(Stored data entries)
BEGIN

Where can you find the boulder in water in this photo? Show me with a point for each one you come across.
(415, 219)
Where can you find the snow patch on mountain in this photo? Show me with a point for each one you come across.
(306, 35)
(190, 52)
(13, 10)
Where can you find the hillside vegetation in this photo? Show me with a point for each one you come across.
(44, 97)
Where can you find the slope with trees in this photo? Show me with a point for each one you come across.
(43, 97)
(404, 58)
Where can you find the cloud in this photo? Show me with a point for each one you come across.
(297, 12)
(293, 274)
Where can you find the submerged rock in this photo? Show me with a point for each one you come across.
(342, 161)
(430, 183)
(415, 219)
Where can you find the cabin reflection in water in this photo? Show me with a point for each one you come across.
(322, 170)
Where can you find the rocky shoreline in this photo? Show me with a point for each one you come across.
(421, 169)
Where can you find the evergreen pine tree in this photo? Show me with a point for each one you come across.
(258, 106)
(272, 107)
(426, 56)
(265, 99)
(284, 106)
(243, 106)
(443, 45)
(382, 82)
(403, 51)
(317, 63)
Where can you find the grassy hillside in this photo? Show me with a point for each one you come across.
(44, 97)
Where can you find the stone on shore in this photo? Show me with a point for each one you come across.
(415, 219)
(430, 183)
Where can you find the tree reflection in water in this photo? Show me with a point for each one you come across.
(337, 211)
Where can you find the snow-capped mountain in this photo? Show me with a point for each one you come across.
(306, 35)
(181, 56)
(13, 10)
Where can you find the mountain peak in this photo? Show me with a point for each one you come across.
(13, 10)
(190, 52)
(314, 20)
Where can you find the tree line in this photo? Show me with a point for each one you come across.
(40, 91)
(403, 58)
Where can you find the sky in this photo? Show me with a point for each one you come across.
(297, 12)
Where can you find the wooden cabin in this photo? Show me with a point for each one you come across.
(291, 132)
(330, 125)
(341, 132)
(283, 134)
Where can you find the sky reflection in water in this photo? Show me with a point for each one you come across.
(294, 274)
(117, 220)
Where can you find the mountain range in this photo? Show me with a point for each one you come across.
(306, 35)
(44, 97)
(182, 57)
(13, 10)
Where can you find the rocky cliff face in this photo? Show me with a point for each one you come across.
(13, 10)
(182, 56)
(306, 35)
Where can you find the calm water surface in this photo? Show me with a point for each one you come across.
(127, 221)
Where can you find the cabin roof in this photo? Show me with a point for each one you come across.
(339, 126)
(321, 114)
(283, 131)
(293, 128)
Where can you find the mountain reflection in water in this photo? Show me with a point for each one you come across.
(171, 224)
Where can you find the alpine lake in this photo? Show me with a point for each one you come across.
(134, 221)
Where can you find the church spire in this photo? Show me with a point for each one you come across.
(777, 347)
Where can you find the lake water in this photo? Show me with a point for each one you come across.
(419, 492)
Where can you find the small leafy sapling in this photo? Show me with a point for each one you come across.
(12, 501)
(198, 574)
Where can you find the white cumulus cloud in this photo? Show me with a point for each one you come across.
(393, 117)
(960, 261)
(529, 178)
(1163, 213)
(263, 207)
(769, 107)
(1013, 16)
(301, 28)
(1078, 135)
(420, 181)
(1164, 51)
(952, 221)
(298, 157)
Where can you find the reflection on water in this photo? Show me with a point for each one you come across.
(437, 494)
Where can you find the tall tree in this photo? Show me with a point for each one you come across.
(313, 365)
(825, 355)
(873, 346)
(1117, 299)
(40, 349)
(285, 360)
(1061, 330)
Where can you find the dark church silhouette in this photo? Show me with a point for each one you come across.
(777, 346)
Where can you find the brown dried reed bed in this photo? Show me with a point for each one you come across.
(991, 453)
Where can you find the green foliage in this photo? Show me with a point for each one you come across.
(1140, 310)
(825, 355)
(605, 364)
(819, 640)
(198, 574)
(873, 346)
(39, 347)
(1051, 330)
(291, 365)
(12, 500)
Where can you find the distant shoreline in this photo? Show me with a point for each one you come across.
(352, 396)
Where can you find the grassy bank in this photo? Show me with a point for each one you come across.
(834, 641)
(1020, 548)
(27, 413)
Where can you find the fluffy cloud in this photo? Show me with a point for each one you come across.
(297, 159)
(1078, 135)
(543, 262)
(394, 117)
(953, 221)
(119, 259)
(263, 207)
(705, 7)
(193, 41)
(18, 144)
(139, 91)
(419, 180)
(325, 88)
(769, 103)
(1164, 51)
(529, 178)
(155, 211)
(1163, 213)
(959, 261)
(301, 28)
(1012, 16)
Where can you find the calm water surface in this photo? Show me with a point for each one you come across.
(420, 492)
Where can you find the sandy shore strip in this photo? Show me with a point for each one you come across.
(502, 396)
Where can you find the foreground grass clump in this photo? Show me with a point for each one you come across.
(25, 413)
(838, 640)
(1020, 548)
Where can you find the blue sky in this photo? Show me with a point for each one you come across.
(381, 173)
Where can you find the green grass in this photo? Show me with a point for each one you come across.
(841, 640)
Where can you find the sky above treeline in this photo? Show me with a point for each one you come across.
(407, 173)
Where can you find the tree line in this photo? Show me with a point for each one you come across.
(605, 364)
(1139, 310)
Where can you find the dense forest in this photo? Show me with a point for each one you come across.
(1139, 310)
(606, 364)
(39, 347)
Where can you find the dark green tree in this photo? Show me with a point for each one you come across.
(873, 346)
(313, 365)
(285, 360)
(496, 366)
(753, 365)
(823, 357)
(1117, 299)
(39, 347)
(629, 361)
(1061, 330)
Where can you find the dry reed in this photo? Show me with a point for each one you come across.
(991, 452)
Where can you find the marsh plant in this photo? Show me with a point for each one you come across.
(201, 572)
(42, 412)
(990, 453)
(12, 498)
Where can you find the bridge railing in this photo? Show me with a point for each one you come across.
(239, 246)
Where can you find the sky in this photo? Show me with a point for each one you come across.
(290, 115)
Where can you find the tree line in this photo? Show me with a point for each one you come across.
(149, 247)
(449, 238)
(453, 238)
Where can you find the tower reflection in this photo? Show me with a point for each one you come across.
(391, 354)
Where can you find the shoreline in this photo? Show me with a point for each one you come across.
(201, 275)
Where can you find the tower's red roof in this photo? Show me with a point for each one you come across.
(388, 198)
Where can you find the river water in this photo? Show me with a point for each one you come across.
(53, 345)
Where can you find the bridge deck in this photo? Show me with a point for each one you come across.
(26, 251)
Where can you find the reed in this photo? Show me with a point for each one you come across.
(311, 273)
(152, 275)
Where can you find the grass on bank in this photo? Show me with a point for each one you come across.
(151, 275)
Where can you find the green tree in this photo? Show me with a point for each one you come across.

END

**Task details:** Each line above must be returned exactly as written.

**Task answer:**
Where can you find the boulder in water in this photo? Show me with a point for each one you come across.
(415, 219)
Where can you find the snow patch on mountain in this photo? Show me with a point for each one you come across.
(306, 35)
(190, 52)
(13, 10)
Where can you find the hillside vegetation in this photo? Show me with a point for each one you come across.
(44, 97)
Where can you find the slope with trees in this photo? Show me with a point for each one you come across.
(43, 97)
(404, 58)
Where can you find the cloud in this photo? Show me with a point for each one you come across.
(297, 12)
(293, 274)
Where can you find the submerged rock in this photo? Show me with a point for each one you come across.
(342, 161)
(430, 183)
(415, 219)
Where can you find the cabin reflection in water in this photo? Show me with a point for each one you come across.
(322, 170)
Where can you find the rocky shoreline in this photo? Show me with a point for each one you come across.
(421, 169)
Where can you find the evergreen pine tree in this photo? Show me with a point for each one you come across.
(258, 106)
(272, 107)
(426, 56)
(265, 99)
(284, 106)
(243, 106)
(443, 45)
(382, 82)
(403, 51)
(317, 63)
Where can you find the grassy hillside in this photo? Show me with a point for each one you come across.
(44, 97)
Where can you find the stone on shore in this photo? Show me with a point for each one you come across.
(415, 219)
(430, 183)
Where can you find the tree reflection in water in this photo? Show me with a point for each one you come across.
(337, 211)
Where can you find the snow-capped mountain in this photo? Show me with a point for each one you come across.
(306, 35)
(181, 56)
(13, 10)
Where can you find the mountain peak in this photo? Show me with a point for each one you come across.
(13, 10)
(190, 52)
(314, 20)
Where can you find the tree line in this photo? Show me with a point for each one you come across.
(40, 91)
(403, 58)
Where can you find the sky in this photo? Show me with a point for each one you come across.
(297, 12)
Where can you find the wooden cabin in this photo? Show me with a point for each one you come across.
(291, 132)
(330, 125)
(341, 132)
(283, 134)
Where can you find the sky reflection in water in this photo? Show me with a point for each one you come across.
(294, 274)
(117, 220)
Where can you find the mountain range in this photo? Show me with a point for each one you come across.
(306, 35)
(44, 97)
(182, 57)
(13, 10)
Where can you find the rocky cliff face in this photo? Show me with a point for each one you come across.
(13, 10)
(182, 56)
(306, 35)
Where can you find the calm water surface in this photo? Show me with a point for each one you come across.
(127, 221)
Where can you find the cabin roof in this photo? Show me with a point for each one you come across.
(339, 126)
(321, 114)
(283, 131)
(293, 128)
Where can you find the mountain reflection in water in this photo? Show me with a point for each one you come across.
(171, 224)
Where can you find the alpine lake in this photo? Show me with a point for each one you come across.
(134, 221)
Where can you find the church spire in this photo? Show me with a point for each one you come across.
(777, 347)
Where can you find the lake water in this photo? Show me with a point for each one you come across.
(419, 492)
Where can you find the small leafy sapling in this photo? Show me with a point for each one you come across.
(12, 501)
(198, 574)
Where can you find the white cumulus cloud in this photo? Show me with a point for each one you come across.
(393, 117)
(960, 261)
(529, 178)
(1163, 213)
(263, 207)
(769, 107)
(1013, 16)
(301, 28)
(1078, 135)
(420, 181)
(1164, 51)
(952, 221)
(298, 157)
Where can you find the reflection on water in this photo? Show me with a point for each one you come across.
(437, 494)
Where can you find the tall tree in this photo? Show me with a point for each one you come across.
(313, 365)
(825, 355)
(873, 346)
(1117, 299)
(40, 349)
(285, 360)
(1061, 330)
Where can you find the dark church silhouette in this photo? Show me with a point for each one you come across.
(777, 346)
Where can you find the brown dried reed bed in this photo? Show me with a point for each one you come across.
(991, 453)
Where can you find the green foliage in this photo? Show me with a point for each one you come across.
(1140, 310)
(825, 355)
(605, 364)
(819, 640)
(198, 574)
(873, 346)
(39, 347)
(1051, 330)
(291, 365)
(12, 500)
Where can you find the distant shoreline in this photo? Show me with a point for each one you come across.
(352, 396)
Where can you find the grassy bank in this photo? Show me with a point for each one you come across.
(834, 641)
(1020, 548)
(27, 413)
Where can you find the fluffy cloud in this photo? Show me with a point for each one you come across.
(297, 159)
(1078, 135)
(543, 262)
(394, 117)
(953, 221)
(119, 259)
(263, 207)
(705, 7)
(193, 41)
(18, 144)
(139, 91)
(419, 180)
(325, 88)
(769, 103)
(1164, 51)
(529, 178)
(155, 211)
(1163, 213)
(959, 261)
(301, 28)
(1012, 16)
Where can you find the calm water surface in this photo? Show me with a point for each one you come across.
(420, 492)
Where can you find the sandy shore strip in this photo? Show me with a point for each one you come across.
(502, 396)
Where can you find the foreground grass clump in this photo? Show me with a point for each one you come across.
(25, 413)
(838, 640)
(1020, 548)
Where can you find the blue sky in this photo? Show me with a point for each one you come across.
(381, 173)
Where can you find the green grass in this photo? Show me with a point for each one you come across.
(841, 640)
Where can you find the sky above treeline in this photo? Show me with a point for each one you come across.
(407, 173)
Where can you find the tree line in this photo? Show me with a point for each one you come across.
(605, 364)
(1139, 310)
Where can you find the dense forest in this photo? Show me with a point for each one you come across.
(1139, 310)
(606, 364)
(39, 347)
Where can you find the dark green tree in this photo? Show me with a point for each one you come across.
(873, 346)
(313, 365)
(285, 360)
(496, 366)
(753, 365)
(823, 357)
(1117, 299)
(39, 347)
(629, 361)
(1061, 330)
Where can you find the dry reed in this photo? Show me with a point for each one you come across.
(991, 452)
Where can you find the marsh plant in this photo? Show me with a point for each one you come across.
(201, 572)
(42, 412)
(990, 453)
(12, 498)
Where can you find the bridge railing in this photo? Show me with a point for each one you come across.
(239, 246)
Where can you find the sky in this photo? Show me with a point for each one you come across.
(290, 115)
Where can you find the tree line in this photo? Show me with a point for each one you come across.
(149, 247)
(449, 238)
(453, 238)
Where can you find the tower reflection in this photo? Show me with a point for each one you come across.
(391, 354)
Where can you find the shoreline in this photo? Show me with a point for each one you come across.
(201, 275)
Where can you find the tower's red roof in this photo? Show me with a point for each one you come across.
(388, 198)
Where can you find the river water in this photo? Show me with a point for each one you come across.
(53, 345)
Where can you find the bridge deck in this photo? Show me with a point for each one you come across.
(26, 251)
Where can you find the reed in this photo? Show me with a point for each one you come across.
(311, 273)
(152, 275)
Where can you find the grass on bank in this photo? Show me with a point for each one you come across.
(151, 275)
Where can you find the green tree in this photo? Show me with a point for each one you come across.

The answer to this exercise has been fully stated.